## Supplied entries
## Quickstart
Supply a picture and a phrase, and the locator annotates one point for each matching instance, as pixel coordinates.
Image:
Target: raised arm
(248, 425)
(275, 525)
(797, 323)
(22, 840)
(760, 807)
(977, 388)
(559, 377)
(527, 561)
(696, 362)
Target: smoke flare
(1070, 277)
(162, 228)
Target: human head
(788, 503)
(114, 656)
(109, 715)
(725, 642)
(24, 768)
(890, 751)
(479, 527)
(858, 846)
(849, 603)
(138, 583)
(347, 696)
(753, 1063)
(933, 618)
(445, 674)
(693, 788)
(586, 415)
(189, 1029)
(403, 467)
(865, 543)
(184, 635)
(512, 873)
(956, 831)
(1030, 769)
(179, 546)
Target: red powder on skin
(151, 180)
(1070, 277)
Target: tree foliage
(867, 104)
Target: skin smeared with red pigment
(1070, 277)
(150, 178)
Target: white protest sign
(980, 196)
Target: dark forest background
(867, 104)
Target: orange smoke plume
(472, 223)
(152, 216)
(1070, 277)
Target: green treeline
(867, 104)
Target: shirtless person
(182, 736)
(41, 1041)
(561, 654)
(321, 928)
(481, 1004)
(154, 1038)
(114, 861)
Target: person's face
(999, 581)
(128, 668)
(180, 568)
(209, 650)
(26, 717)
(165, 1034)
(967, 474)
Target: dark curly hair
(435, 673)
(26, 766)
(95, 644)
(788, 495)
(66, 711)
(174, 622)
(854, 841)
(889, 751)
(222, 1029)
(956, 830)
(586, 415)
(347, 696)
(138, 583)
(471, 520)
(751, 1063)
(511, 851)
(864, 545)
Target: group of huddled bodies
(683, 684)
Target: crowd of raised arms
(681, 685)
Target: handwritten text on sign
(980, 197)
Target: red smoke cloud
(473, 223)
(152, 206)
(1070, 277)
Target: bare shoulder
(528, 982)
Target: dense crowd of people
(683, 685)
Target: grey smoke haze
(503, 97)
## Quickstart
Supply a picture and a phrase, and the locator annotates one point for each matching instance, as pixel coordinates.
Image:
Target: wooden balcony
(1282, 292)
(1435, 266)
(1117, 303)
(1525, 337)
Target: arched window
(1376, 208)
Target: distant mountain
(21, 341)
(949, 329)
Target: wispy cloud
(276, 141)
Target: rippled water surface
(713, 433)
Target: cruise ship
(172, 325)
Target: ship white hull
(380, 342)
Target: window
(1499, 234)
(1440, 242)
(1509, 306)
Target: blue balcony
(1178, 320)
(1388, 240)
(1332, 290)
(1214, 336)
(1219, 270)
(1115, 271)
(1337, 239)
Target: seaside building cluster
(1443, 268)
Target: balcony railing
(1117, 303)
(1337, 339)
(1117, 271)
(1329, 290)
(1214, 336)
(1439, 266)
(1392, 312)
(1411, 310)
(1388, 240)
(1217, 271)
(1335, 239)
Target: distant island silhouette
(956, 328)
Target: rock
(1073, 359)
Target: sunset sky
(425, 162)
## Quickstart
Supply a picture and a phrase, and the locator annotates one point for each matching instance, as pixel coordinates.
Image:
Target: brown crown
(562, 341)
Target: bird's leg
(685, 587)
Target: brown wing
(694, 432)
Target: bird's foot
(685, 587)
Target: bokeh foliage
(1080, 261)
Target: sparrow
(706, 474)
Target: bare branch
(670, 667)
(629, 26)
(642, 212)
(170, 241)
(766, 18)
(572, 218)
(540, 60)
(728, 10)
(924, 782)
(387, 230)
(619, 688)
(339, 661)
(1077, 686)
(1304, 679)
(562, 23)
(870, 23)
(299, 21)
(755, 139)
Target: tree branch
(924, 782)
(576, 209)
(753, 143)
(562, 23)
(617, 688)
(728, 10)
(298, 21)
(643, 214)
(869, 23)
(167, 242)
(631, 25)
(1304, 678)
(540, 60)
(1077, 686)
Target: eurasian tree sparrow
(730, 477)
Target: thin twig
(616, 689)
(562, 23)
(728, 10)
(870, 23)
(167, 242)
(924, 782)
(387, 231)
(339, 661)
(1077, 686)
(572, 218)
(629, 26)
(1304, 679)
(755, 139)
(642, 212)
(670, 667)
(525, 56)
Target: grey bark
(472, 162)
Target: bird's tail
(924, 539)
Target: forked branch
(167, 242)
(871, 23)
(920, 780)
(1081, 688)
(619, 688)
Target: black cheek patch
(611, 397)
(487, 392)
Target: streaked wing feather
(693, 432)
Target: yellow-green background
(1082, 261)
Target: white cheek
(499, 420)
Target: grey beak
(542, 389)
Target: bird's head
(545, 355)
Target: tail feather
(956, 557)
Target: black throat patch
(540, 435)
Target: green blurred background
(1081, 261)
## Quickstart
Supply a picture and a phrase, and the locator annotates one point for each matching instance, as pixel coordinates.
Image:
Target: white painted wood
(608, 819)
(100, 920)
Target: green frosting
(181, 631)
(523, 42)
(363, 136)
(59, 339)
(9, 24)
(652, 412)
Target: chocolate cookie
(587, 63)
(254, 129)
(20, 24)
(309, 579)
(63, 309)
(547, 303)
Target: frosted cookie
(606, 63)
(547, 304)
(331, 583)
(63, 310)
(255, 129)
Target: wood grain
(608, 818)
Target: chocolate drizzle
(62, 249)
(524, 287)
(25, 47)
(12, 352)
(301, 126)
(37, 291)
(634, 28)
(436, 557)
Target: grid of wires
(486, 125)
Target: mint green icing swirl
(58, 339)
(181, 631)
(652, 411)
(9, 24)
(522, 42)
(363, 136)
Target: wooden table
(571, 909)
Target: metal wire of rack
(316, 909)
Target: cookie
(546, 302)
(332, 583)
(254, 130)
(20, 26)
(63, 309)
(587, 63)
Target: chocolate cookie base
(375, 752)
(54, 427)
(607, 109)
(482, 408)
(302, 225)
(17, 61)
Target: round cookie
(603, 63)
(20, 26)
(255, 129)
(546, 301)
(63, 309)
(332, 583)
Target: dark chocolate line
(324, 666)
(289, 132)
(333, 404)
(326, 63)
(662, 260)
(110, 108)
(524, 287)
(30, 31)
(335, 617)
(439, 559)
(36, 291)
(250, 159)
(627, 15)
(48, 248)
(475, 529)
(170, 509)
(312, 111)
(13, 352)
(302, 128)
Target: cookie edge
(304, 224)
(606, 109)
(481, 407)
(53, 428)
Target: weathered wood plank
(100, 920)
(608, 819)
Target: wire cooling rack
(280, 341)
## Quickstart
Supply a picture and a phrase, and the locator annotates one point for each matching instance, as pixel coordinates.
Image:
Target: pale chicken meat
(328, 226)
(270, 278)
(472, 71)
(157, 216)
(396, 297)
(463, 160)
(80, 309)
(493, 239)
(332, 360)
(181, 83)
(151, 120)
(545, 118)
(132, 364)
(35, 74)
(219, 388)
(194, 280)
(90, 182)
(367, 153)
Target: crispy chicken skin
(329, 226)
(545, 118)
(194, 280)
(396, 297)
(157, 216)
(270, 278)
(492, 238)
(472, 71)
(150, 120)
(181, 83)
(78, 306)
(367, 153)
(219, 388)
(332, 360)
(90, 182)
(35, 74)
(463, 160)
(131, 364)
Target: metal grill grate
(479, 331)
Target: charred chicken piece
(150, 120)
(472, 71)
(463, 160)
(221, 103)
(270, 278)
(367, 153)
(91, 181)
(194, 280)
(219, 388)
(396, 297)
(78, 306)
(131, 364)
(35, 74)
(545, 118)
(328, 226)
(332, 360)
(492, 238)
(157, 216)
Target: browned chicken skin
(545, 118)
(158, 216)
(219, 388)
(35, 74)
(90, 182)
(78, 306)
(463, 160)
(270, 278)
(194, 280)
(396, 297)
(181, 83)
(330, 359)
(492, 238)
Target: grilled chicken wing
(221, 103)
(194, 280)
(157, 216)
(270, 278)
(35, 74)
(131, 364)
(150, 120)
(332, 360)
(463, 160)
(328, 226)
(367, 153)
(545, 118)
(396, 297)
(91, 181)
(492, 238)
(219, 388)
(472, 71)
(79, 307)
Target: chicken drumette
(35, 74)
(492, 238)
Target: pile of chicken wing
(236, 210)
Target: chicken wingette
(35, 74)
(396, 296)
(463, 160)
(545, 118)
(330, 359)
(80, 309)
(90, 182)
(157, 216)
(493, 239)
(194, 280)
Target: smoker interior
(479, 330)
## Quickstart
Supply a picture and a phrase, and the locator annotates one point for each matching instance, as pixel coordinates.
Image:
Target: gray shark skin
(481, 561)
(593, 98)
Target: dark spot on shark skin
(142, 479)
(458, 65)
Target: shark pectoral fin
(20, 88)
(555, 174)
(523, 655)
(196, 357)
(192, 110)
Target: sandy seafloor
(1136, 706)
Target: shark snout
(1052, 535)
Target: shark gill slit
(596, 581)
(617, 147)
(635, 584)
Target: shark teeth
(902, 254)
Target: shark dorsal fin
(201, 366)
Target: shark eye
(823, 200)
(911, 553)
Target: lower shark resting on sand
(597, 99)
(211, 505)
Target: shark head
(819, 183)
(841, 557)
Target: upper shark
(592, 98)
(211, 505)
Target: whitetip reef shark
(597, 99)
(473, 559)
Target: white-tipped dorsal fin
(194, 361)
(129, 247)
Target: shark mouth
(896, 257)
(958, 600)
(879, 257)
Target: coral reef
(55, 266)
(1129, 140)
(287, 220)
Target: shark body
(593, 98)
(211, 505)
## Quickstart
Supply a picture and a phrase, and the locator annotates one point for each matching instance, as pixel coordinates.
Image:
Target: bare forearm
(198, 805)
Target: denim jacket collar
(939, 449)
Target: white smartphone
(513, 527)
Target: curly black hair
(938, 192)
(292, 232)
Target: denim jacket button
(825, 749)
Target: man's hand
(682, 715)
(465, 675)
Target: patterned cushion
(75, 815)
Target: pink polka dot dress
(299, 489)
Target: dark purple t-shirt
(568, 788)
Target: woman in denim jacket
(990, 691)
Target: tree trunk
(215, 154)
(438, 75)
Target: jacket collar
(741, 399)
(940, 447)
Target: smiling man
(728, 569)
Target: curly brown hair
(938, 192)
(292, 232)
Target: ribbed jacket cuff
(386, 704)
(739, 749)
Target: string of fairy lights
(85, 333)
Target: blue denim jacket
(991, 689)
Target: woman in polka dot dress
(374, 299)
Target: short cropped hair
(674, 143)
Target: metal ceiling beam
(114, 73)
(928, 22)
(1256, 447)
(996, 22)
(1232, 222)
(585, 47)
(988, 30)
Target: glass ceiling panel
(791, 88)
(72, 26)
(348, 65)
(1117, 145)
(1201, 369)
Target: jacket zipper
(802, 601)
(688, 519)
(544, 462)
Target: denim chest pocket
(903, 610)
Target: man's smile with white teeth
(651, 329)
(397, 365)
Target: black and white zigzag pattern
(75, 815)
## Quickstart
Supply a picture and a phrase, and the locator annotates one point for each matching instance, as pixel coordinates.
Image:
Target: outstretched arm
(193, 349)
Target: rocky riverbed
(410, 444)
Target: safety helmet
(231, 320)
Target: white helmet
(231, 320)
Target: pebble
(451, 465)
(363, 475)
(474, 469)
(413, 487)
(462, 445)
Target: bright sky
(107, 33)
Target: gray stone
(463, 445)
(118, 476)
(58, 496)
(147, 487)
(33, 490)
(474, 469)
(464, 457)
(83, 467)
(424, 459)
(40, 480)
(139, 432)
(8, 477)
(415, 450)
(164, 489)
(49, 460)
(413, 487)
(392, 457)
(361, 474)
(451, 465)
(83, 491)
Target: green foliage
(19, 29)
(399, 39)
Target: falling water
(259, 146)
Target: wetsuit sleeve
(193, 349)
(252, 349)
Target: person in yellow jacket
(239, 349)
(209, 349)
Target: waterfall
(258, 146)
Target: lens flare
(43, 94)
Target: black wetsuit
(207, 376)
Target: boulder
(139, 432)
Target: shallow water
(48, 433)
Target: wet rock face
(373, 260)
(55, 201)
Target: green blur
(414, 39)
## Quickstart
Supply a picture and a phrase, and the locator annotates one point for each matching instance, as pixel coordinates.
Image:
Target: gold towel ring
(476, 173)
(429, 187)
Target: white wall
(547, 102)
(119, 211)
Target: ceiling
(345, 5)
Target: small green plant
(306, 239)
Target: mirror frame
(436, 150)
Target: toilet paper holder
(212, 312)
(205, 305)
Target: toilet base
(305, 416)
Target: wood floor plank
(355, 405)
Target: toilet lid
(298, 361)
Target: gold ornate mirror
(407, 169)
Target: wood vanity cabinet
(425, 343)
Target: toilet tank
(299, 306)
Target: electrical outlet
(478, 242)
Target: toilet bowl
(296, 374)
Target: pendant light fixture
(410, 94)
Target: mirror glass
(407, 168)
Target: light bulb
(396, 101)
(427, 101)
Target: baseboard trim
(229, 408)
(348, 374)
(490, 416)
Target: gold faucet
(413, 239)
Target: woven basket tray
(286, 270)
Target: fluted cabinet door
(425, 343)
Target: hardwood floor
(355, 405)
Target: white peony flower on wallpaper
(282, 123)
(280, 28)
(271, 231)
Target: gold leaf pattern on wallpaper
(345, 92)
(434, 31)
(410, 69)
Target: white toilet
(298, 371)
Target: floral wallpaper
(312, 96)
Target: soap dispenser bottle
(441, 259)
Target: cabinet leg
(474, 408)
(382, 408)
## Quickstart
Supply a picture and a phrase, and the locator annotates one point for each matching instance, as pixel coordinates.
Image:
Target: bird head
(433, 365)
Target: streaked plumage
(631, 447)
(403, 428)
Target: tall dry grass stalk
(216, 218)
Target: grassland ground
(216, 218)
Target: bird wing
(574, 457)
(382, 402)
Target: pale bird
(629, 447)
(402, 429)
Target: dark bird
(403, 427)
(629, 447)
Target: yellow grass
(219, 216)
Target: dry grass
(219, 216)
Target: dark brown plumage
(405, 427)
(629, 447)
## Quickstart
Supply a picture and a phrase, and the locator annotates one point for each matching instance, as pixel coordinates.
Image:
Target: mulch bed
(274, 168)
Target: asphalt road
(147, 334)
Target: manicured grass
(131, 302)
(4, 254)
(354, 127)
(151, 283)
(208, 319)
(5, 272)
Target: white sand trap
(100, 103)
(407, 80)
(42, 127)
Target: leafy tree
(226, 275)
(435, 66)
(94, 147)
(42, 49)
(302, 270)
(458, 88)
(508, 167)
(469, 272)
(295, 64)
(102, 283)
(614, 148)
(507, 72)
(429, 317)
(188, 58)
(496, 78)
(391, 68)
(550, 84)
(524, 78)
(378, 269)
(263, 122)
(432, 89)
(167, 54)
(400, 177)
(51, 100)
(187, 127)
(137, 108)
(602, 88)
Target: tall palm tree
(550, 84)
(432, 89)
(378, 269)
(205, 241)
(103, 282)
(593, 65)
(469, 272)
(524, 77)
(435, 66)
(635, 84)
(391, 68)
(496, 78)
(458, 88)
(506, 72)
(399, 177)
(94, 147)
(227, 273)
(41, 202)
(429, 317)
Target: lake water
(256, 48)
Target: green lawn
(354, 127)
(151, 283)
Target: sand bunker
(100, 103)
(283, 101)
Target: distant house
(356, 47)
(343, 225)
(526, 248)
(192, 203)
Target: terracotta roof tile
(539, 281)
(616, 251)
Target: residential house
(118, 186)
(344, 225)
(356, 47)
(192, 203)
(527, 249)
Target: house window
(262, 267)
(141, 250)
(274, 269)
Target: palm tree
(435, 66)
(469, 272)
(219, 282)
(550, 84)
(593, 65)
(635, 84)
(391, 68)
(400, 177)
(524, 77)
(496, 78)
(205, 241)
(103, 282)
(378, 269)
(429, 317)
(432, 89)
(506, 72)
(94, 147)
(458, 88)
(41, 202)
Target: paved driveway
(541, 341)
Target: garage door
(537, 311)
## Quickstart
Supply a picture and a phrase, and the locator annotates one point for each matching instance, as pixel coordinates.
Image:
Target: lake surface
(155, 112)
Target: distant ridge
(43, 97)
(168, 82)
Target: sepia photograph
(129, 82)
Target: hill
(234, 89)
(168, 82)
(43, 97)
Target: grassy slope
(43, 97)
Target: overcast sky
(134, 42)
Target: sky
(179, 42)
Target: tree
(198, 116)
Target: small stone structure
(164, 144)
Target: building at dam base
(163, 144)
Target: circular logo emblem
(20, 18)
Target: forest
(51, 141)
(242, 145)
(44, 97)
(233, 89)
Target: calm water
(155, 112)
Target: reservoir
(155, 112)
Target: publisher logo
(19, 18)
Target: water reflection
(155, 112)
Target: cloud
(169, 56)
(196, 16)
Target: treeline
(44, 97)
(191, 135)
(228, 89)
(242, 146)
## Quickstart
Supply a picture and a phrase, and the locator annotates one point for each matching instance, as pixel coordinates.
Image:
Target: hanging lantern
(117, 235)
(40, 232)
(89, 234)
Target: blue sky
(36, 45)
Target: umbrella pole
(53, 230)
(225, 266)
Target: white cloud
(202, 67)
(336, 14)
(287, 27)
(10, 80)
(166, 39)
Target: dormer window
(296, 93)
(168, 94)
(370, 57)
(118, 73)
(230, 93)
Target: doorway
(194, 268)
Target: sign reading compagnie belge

## The exercise
Reproduce the part of the material that opens with the line containing "Target: small stone structure" and closes with the final line of the material, swapping "logo" for "insignia" and keeping everything else the same.

## Answer for the task
Target: small stone structure
(164, 144)
Target: building at dam base
(163, 144)
Target: circular insignia emblem
(20, 18)
Target: forest
(51, 141)
(242, 145)
(44, 97)
(233, 89)
Target: calm water
(155, 112)
Target: reservoir
(155, 112)
Target: publisher insignia
(19, 18)
Target: water reflection
(155, 112)
Target: cloud
(169, 56)
(196, 16)
Target: treeline
(44, 97)
(191, 135)
(228, 89)
(242, 146)
## Quickstart
Supply a picture and a phrase, and the locator annotates one point for each matching instance, as pixel coordinates.
Image:
Target: hanging lantern
(117, 235)
(40, 232)
(89, 234)
Target: blue sky
(36, 45)
Target: umbrella pole
(53, 230)
(225, 266)
Target: white cloud
(202, 67)
(336, 14)
(287, 27)
(10, 80)
(166, 39)
Target: dormer window
(296, 93)
(168, 94)
(370, 57)
(118, 73)
(230, 93)
Target: doorway
(194, 268)
Target: sign reading compagnie belge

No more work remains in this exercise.